In most states, preference will be given to an individual who knows the ward best, such as their spouse, children, or relatives. If there is no one qualified or willing to act as a guardian, the court may appoint a professional guardian.
What Is A Court-Ordered Guardian?
A court-ordered guardian is an individual who has been appointed by a judge to make decisions on behalf of another person. The guardian has the responsibility to act in the best interest of the ward and make decisions regarding their care, including where they will live, what medical treatment they will receive, and how their finances will be managed.
There has been significant debate over this subject in recent years due to the court-ordered conservatorship over Britney Spears. The publicity highlights the sad reality that these types of situations often strip the ward of many of their rights. In some cases, however, it is the only way to acquire the legal authority to make important decisions on someone’s behalf.
What Are A Guardian’s Duties and Responsibilities?
The duties and responsibilities of a guardian can vary depending on the state in which the guardianship is established and the specific needs of the ward.

**Using the information**
(a) In one to three sentences, explain why a court may appoint a professional guardian, according to the guardianship passage.
(b) Please go on with the guardianship passage, picking up right after its final sentence.

**Records supplied**
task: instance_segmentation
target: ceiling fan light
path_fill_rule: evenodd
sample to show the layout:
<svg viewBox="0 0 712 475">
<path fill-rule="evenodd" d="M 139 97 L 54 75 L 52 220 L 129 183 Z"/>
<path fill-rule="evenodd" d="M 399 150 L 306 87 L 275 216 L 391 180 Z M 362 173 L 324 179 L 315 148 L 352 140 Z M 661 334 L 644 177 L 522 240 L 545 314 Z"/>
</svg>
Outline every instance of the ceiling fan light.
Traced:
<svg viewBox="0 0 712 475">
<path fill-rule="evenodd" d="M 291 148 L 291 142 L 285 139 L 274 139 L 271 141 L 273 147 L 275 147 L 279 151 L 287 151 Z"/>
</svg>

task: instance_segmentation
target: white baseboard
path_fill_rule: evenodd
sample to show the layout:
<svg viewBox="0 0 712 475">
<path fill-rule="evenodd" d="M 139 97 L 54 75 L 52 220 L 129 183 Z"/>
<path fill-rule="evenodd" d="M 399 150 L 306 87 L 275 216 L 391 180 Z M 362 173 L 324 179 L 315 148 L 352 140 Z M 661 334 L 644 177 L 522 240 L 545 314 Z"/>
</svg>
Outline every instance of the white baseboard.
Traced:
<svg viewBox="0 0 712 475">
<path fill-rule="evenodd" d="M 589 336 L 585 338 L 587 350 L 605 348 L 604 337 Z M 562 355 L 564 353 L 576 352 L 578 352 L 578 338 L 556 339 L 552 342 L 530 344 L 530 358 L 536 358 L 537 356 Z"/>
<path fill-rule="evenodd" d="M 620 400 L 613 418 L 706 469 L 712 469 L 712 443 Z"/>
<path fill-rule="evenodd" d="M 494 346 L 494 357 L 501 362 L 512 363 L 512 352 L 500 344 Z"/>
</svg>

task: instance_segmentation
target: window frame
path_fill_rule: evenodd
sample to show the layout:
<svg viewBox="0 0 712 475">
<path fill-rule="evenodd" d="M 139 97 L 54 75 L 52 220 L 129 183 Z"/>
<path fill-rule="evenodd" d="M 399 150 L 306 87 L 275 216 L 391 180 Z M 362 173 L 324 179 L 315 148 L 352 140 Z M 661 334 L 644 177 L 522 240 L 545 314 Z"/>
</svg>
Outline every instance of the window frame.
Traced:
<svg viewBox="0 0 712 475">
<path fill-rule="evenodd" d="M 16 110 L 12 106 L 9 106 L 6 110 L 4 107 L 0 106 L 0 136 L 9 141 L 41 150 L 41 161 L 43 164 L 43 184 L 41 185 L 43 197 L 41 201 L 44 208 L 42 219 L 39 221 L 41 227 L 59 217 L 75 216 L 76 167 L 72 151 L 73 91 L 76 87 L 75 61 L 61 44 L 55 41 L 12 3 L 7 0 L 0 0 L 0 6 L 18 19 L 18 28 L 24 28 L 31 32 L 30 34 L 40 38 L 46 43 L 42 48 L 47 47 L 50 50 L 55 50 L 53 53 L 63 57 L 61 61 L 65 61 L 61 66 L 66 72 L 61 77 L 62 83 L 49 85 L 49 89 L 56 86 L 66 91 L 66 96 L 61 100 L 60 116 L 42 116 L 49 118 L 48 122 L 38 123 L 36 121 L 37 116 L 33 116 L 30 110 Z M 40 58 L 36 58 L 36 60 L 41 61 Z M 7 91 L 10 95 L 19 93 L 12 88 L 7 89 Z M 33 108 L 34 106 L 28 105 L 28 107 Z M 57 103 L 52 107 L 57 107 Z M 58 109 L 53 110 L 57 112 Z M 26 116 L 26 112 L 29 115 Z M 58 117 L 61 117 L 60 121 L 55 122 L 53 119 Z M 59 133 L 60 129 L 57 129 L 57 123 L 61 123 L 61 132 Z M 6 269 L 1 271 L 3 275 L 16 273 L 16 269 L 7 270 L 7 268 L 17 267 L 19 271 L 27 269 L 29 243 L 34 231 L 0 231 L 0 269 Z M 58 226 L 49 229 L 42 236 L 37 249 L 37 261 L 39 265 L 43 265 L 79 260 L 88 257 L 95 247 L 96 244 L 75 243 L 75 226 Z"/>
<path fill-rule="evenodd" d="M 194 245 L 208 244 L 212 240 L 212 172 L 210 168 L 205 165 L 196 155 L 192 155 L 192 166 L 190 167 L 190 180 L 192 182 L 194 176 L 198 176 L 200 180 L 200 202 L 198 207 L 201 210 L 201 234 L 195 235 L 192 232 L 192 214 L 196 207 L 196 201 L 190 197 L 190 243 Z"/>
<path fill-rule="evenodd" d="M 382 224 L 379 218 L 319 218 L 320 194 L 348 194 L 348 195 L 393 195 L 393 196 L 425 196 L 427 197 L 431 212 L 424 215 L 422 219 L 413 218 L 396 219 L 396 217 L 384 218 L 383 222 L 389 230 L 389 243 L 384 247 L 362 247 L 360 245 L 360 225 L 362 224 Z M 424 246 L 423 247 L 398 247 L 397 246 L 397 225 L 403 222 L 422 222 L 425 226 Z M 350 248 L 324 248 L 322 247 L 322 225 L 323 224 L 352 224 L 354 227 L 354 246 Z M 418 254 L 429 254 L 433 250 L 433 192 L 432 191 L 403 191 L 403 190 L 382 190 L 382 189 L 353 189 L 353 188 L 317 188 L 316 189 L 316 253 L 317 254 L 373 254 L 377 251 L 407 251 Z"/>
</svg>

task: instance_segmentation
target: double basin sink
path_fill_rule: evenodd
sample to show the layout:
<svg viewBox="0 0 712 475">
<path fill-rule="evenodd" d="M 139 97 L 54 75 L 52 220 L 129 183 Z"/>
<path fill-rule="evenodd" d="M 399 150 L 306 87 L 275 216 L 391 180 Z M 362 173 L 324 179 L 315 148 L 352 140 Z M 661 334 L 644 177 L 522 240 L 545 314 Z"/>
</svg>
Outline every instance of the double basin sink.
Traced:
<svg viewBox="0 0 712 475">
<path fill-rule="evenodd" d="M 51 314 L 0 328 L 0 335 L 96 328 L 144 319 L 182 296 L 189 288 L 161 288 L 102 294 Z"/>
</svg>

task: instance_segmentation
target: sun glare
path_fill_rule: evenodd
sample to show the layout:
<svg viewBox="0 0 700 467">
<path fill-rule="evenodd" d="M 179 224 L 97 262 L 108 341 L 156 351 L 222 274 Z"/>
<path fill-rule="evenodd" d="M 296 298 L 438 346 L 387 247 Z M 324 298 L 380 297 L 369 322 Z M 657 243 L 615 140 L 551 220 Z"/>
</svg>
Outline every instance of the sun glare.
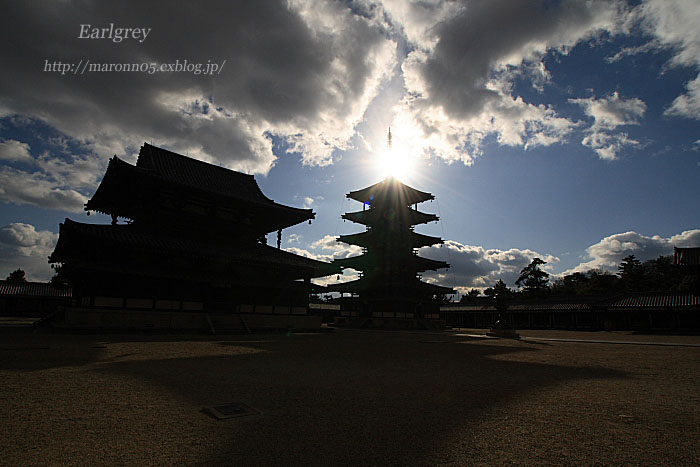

**Per-task outputs**
(a) In most states, preference goes to someone who knows the ward best, such as a spouse, children, or relatives. If no one is qualified or willing to act as guardian, the court may appoint a professional guardian instead.

(b)
In general, however, a guardian has the following duties:
- To keep the court informed about the ward’s welfare and whereabouts
- To make decisions in the best interest of the ward
- To provide for the ward’s physical and emotional needs
- To protect the ward from harm
- To help the ward develop skills and abilities to the maximum extent possible
As much as possible, the guardian or conservator must ask the ward for their input on decisions. Additionally, a guardian can only act in areas specified by the court. In some situations, such as when a guardian will be gone for an extended period of time, responsibilities will be delegated to other individuals.
To ensure that the ward is being well-treated by the guardian or conservator, courts often require regular reporting and financial accounting about decisions made on behalf of the ward. Depending on the significance of a decision, the court may require prior approval.
Are Guardians Compensated?
Court-appointed guardians are provided reasonable compensation for their services. A spouse, friend, or relative serving as guardian will not usually charge for their efforts. If a private guardian is put in place by the court, they are paid out of the ward’s estate. The amount they can charge is set by state law and must be approved by the court. Public guardians are paid through public funds, such as charitable organizations.
What Are Alternatives To Guardians and Conservatorships?
Some of the goals of guardianship can be achieved through other means. Alternatives include:
- Case/care management
- Supportive services
- Financial planning
- Living wills
- Joint checking accounts
- Durable powers of attorney
These alternatives allow the individual to maintain as much independence and control over their life as possible. Additionally, they are often less restrictive and less expensive than guardianship.
Can The Rights Of The Ward Be Restored?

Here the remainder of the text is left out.